SET EXERCISE: Render every line of the records below as a Markdown table with two columns, Row and Line, numbering the rows and skipping blank lines. Leave the pictures out.

WORKING DATA:
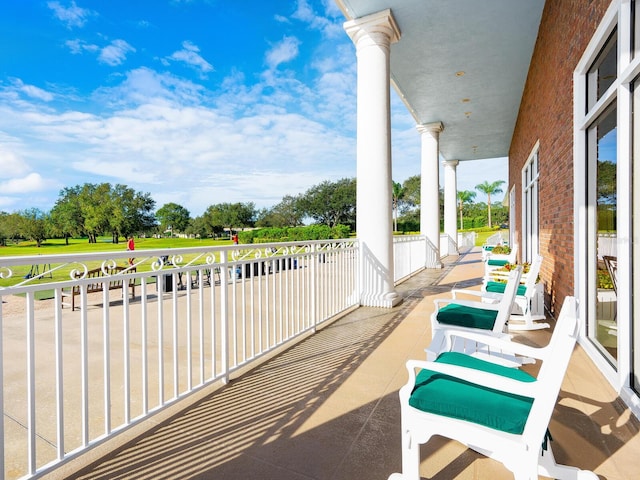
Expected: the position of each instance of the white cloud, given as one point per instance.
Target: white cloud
(33, 182)
(115, 53)
(32, 91)
(304, 13)
(190, 55)
(10, 164)
(282, 52)
(72, 16)
(78, 46)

RIGHT ANSWER:
| Row | Line |
|---|---|
| 1 | Expected: the position of each instance of the white cloud, given as one point per instance. |
| 2 | Target: white cloud |
| 3 | (33, 182) |
| 4 | (115, 53) |
| 5 | (32, 91) |
| 6 | (304, 13) |
| 7 | (190, 55) |
| 8 | (10, 164) |
| 9 | (282, 52) |
| 10 | (72, 16) |
| 11 | (78, 46) |